Short task: Only the lines from the one with "Mark the utility" onward are wanted, through the last line of the entries, set down exactly.

Entries from a pointing dataset:
┏━━

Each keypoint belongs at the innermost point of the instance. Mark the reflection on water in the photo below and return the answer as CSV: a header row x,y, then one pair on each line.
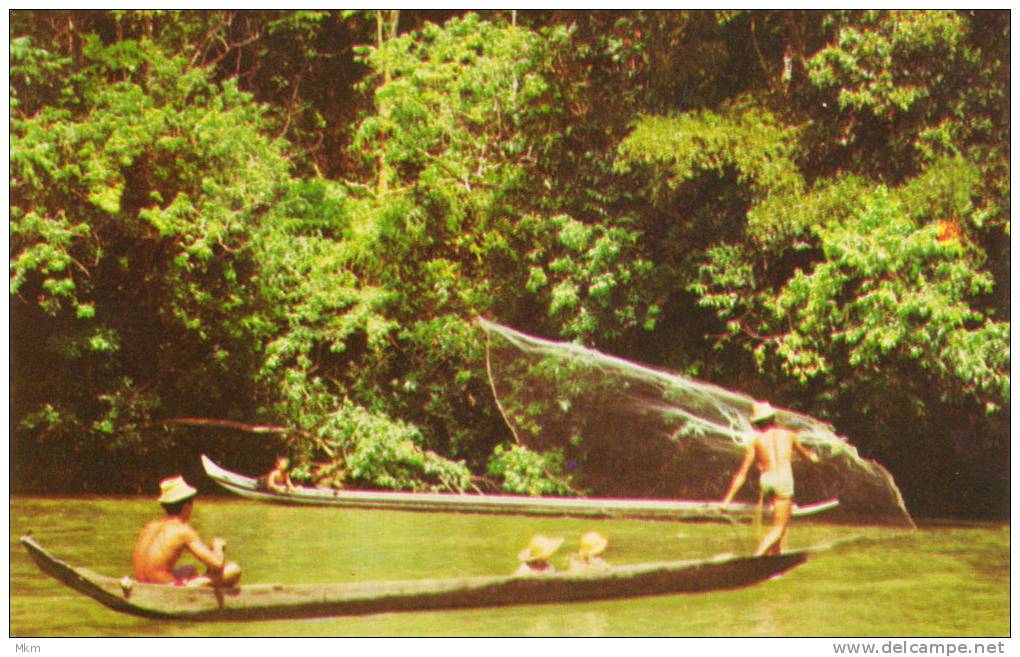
x,y
884,584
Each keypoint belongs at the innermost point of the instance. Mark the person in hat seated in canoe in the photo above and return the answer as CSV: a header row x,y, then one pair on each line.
x,y
534,558
589,557
162,543
771,448
278,478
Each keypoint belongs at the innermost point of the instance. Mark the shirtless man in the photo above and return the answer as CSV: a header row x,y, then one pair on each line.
x,y
772,450
162,542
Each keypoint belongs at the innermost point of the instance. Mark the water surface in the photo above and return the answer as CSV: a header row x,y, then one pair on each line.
x,y
940,580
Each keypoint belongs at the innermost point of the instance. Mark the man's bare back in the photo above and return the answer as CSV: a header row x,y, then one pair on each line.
x,y
158,549
774,449
771,451
160,546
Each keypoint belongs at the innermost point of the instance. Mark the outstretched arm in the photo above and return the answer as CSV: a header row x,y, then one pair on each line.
x,y
742,473
211,557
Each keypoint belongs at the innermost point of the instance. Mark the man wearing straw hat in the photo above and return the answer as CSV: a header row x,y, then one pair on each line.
x,y
162,543
772,450
589,557
534,558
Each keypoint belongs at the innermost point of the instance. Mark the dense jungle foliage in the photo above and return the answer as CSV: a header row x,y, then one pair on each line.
x,y
244,233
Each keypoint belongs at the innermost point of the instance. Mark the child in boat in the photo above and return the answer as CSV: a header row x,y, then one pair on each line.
x,y
534,558
162,542
278,478
588,558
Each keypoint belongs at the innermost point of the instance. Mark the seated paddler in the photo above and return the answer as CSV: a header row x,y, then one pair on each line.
x,y
164,541
589,557
278,478
534,558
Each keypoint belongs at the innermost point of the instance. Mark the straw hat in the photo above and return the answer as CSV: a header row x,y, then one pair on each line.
x,y
592,545
540,548
174,489
761,411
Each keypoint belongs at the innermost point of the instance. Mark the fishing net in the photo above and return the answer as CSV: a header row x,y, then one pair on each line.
x,y
630,431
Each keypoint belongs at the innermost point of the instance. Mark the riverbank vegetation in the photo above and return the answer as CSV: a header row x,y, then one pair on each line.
x,y
285,222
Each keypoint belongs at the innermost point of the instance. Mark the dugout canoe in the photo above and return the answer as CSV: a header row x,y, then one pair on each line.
x,y
505,504
258,602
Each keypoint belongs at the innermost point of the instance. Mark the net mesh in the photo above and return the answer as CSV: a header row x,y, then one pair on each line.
x,y
630,431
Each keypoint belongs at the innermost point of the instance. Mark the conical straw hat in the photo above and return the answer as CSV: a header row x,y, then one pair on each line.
x,y
174,489
540,548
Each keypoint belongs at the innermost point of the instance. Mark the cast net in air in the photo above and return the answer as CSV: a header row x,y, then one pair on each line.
x,y
630,431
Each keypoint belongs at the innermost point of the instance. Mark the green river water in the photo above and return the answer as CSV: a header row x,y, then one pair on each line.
x,y
940,580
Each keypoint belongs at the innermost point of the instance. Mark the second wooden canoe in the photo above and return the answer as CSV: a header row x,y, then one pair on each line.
x,y
505,504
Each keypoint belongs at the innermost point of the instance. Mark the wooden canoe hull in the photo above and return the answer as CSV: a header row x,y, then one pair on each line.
x,y
256,602
502,504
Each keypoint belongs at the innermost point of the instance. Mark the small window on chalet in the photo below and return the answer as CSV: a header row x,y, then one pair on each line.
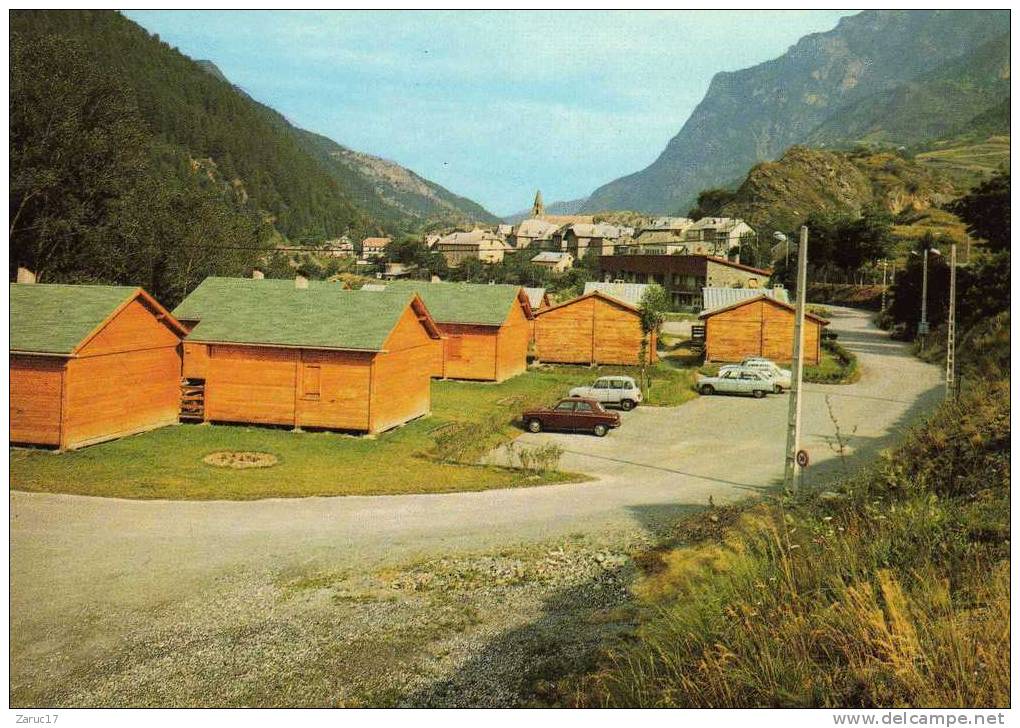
x,y
310,381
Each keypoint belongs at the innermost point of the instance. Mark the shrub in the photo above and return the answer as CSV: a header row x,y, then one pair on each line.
x,y
837,366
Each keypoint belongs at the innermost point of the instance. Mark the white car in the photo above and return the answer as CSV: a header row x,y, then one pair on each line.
x,y
783,378
621,391
736,380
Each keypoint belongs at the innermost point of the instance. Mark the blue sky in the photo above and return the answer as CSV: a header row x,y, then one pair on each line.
x,y
491,105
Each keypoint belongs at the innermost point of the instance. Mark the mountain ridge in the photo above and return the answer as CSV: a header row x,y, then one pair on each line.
x,y
754,114
380,186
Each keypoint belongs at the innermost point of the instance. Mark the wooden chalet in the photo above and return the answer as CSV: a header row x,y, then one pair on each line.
x,y
595,328
90,363
538,299
759,326
486,328
268,352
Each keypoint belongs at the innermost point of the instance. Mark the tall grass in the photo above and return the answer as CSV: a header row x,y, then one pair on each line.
x,y
893,590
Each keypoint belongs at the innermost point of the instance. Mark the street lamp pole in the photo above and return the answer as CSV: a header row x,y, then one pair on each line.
x,y
884,266
922,326
951,326
794,416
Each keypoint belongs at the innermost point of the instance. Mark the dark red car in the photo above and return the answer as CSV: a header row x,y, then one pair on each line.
x,y
573,414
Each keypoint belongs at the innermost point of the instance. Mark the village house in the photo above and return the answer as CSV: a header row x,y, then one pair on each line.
x,y
486,328
339,248
682,276
627,293
539,211
557,262
759,325
669,223
538,299
715,298
533,232
480,245
662,243
594,328
90,363
718,235
374,247
306,354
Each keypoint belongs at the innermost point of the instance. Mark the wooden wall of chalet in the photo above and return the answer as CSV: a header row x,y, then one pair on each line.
x,y
309,387
125,379
482,353
760,327
401,379
36,392
511,345
468,351
591,329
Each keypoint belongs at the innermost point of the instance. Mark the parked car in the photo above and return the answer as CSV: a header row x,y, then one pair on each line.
x,y
622,391
572,414
737,380
782,377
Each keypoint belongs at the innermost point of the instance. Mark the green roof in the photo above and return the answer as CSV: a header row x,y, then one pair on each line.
x,y
463,303
54,318
271,312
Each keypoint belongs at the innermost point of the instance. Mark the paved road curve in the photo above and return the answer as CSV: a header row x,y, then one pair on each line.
x,y
68,551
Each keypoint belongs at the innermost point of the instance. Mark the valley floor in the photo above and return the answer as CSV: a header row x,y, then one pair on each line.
x,y
459,599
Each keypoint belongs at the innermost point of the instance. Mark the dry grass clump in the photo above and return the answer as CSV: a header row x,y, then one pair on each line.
x,y
240,461
894,591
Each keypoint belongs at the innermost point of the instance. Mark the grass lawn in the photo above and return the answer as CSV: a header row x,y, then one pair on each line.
x,y
167,463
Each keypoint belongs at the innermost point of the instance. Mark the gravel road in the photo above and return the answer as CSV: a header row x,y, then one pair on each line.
x,y
92,577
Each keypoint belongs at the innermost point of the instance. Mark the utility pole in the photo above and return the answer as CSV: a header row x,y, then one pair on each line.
x,y
794,417
922,327
951,326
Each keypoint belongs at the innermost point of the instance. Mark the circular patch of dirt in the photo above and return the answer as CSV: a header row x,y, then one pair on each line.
x,y
240,461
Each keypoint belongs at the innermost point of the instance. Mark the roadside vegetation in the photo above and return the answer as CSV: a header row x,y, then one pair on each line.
x,y
838,365
889,588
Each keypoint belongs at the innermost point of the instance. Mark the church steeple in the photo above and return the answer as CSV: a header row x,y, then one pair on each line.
x,y
539,209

┗━━

Answer for this exercise:
Each keypoint belongs at the innermost point of the instance. Mark the utility pole in the photo above and return the answer as CSV: a header row x,y, then one pair on each line.
x,y
794,417
922,327
951,326
Each keypoint belongs at the innermost point of the instance. Mark the circular patch of dirt in the photo above and return the answer as CSV: a header row x,y, then one pair on each line.
x,y
240,461
Each keypoint belongs at the innermost point of the instance. Mark the roadside vegetation in the photo above and return the answer as CSV: a header row x,y, then one pair on each line.
x,y
838,365
889,588
Each keypoint belongs at the innermost point of the instance. Mark the church steeple in the photo above and return the answer as CSV: a header row x,y, then one pair on each line.
x,y
539,209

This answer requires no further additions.